代表質問で記者から「総理になるために何をすべきで人脈をどう広げるか、その準備をしていたか」と問われた時だ。

内政、外交、必要な政策にしっかりと取り組む、そういう活動を30年間積み上げてきた、と答えたのち、「私は当選まで7年半かかってます」と言ったその声の調子に、少しだけ「反発」が感じられ、おーいいぞ、上川さんと心で小さく拍手した。

上川さんは40歳の時に政治を志し、地元静岡に戻った。

3年後の選挙は無所属で落選、4年後(2000年)の初当選も無所属で、自民党にすんなり入ったわけではない。「当選まで7年半」は党の演説会でも言っていて、苦労したからこそ誇りでもあるのだろう。

当選までに苦労したのは、高市さんも同じだ。

1992年に地元奈良県から参院選に無所属で立候補、落選。自民党公認で出るはずが、党県連会長に阻まれた。負けん気魂に火がついた高市さん、翌年、無所属で衆院選に立候補、当選した。

トップ当選した無所属の高市早苗さん こぶし突き上げ勝利宣言
写真=共同通信社
第40回衆院選挙の奈良全県区で、トップ当選した無所属の高市早苗さん。初当選を果たし、父親の大休さん(右)、母親の和子さん(左端)と万歳して喜んだ=1993(平成5)年7月18日午後8時15分、奈良市宝来町の選挙事務 - 写真=共同通信社

前回の自民党総裁選で高市さんの著書をまとめて読んだ。最初の立候補の時の高市さんは、簡単にいうとおじさんたちにだまされた。そう知ったのは『高市早苗のぶっとび永田町日記』(サンドケー)だった。

> 指定課題 1:
下の行データについて、「Presence query — locate the gravel」を含む行から行データの最終行までを、両端の行も含めてMarkdownの表に変換してください。空行は除き、列名は「番号」と「行」とし、「番号」には通し番号、「行」には各行をそのまま入れてください。
抜粋と行データは、互いに独立した別々の資料です。

ラベル付きボックスの記録
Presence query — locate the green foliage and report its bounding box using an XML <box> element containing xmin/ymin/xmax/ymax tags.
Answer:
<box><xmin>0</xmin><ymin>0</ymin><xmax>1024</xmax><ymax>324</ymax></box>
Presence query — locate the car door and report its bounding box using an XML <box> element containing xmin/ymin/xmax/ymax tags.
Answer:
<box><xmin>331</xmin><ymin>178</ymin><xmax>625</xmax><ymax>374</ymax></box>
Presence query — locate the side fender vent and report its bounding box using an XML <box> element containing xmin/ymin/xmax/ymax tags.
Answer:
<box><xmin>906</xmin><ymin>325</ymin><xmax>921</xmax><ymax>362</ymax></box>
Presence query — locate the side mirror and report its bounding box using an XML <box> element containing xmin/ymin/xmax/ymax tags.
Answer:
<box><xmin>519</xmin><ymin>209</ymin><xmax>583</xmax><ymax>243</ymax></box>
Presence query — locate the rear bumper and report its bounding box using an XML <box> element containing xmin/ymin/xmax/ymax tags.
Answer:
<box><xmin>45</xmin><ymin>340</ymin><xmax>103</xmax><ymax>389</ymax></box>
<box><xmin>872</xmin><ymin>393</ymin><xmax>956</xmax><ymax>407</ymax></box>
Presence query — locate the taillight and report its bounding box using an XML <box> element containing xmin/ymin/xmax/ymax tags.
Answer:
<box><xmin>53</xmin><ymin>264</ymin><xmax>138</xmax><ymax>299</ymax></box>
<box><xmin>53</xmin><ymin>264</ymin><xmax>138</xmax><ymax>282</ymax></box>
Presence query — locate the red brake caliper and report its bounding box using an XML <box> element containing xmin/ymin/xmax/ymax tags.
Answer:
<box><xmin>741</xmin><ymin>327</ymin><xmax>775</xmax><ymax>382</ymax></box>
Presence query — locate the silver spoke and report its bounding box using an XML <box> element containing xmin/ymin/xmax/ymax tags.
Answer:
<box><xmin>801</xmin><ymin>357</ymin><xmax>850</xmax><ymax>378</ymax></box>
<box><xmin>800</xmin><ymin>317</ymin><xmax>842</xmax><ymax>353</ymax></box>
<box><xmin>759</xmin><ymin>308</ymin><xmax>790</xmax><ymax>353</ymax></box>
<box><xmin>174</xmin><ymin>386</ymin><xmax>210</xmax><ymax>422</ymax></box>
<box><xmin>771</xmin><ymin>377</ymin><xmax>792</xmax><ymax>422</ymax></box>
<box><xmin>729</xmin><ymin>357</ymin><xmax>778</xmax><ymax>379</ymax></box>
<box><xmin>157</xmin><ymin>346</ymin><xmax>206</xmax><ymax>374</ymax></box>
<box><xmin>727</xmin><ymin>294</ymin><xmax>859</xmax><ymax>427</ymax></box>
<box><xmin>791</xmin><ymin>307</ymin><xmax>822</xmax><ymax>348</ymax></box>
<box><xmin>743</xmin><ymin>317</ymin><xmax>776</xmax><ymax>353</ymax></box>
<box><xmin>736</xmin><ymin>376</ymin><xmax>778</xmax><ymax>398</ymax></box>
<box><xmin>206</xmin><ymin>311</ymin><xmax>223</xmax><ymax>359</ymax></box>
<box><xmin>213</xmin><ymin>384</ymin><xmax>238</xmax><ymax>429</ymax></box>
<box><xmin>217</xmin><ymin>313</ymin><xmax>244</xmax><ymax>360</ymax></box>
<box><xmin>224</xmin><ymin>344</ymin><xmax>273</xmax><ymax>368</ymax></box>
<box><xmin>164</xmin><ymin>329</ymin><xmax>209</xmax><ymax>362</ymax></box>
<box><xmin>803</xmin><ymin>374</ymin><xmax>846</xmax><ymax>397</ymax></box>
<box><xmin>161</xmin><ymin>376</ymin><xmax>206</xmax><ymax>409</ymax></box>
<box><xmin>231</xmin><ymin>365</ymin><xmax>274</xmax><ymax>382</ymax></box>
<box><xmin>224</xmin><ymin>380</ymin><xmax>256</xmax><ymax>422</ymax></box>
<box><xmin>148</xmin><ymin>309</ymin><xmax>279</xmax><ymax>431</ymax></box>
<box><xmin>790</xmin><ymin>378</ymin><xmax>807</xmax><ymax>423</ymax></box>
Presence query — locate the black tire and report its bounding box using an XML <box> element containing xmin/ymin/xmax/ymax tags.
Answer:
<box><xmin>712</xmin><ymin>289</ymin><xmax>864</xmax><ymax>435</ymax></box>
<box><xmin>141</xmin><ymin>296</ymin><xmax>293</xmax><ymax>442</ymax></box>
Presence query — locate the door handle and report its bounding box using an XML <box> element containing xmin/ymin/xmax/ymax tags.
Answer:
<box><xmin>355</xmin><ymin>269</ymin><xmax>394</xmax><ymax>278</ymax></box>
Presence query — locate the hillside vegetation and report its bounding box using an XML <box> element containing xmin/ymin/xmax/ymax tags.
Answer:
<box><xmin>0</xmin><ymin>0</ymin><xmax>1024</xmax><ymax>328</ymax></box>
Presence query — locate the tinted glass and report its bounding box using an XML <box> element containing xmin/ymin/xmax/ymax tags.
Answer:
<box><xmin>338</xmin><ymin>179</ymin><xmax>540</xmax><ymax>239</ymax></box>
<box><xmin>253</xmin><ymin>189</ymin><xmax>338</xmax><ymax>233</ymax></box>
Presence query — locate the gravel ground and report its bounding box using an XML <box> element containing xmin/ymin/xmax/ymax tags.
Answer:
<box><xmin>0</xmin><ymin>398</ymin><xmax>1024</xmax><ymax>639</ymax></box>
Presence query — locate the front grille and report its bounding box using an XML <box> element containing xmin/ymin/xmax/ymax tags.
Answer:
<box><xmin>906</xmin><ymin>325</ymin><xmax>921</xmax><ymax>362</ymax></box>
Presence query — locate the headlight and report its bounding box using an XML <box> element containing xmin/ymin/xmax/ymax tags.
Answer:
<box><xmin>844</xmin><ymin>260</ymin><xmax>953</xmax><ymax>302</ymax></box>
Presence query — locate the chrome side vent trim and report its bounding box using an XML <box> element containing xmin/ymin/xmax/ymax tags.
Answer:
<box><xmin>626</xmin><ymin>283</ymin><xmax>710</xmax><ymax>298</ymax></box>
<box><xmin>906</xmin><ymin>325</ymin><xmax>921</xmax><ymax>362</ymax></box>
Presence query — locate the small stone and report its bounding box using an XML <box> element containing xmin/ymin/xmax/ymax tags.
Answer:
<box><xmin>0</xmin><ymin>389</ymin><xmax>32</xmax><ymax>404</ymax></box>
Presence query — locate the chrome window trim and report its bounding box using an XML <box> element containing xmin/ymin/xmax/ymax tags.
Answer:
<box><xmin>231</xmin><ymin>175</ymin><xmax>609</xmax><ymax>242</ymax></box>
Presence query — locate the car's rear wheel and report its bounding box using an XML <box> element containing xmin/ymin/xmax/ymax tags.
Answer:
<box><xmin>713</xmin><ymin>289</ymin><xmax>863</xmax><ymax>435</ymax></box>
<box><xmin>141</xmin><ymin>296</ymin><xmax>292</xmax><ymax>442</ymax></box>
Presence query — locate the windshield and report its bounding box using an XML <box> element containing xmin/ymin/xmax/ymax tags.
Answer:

> 指定課題 2:
抜粋の「3年後の選挙は無所属で落選、」から「で衆院選に立候補、当選した。」までを、一字一句変えずに書き写してください。

> 演習の解答 1:
| 番号 | 行 |
|---|---|
| 1 | Presence query — locate the gravel ground and report its bounding box using an XML <box> element containing xmin/ymin/xmax/ymax tags. |
| 2 | Answer: |
| 3 | <box><xmin>0</xmin><ymin>398</ymin><xmax>1024</xmax><ymax>639</ymax></box> |
| 4 | Presence query — locate the front grille and report its bounding box using an XML <box> element containing xmin/ymin/xmax/ymax tags. |
| 5 | Answer: |
| 6 | <box><xmin>906</xmin><ymin>325</ymin><xmax>921</xmax><ymax>362</ymax></box> |
| 7 | Presence query — locate the headlight and report its bounding box using an XML <box> element containing xmin/ymin/xmax/ymax tags. |
| 8 | Answer: |
| 9 | <box><xmin>844</xmin><ymin>260</ymin><xmax>953</xmax><ymax>302</ymax></box> |
| 10 | Presence query — locate the chrome side vent trim and report its bounding box using an XML <box> element containing xmin/ymin/xmax/ymax tags. |
| 11 | Answer: |
| 12 | <box><xmin>626</xmin><ymin>283</ymin><xmax>710</xmax><ymax>298</ymax></box> |
| 13 | <box><xmin>906</xmin><ymin>325</ymin><xmax>921</xmax><ymax>362</ymax></box> |
| 14 | Presence query — locate the small stone and report its bounding box using an XML <box> element containing xmin/ymin/xmax/ymax tags. |
| 15 | Answer: |
| 16 | <box><xmin>0</xmin><ymin>389</ymin><xmax>32</xmax><ymax>404</ymax></box> |
| 17 | Presence query — locate the chrome window trim and report its bounding box using an XML <box> element containing xmin/ymin/xmax/ymax tags. |
| 18 | Answer: |
| 19 | <box><xmin>231</xmin><ymin>175</ymin><xmax>609</xmax><ymax>242</ymax></box> |
| 20 | Presence query — locate the car's rear wheel and report its bounding box using an XML <box> element containing xmin/ymin/xmax/ymax tags. |
| 21 | Answer: |
| 22 | <box><xmin>713</xmin><ymin>289</ymin><xmax>863</xmax><ymax>435</ymax></box> |
| 23 | <box><xmin>141</xmin><ymin>296</ymin><xmax>292</xmax><ymax>442</ymax></box> |
| 24 | Presence query — locate the windshield and report its bounding box using an XML <box> element containing xmin/ymin/xmax/ymax tags. |
| 25 | Answer: |

> 演習の解答 2:
3年後の選挙は無所属で落選、4年後(2000年)の初当選も無所属で、自民党にすんなり入ったわけではない。「当選まで7年半」は党の演説会でも言っていて、苦労したからこそ誇りでもあるのだろう。

当選までに苦労したのは、高市さんも同じだ。

1992年に地元奈良県から参院選に無所属で立候補、落選。自民党公認で出るはずが、党県連会長に阻まれた。負けん気魂に火がついた高市さん、翌年、無所属で衆院選に立候補、当選した。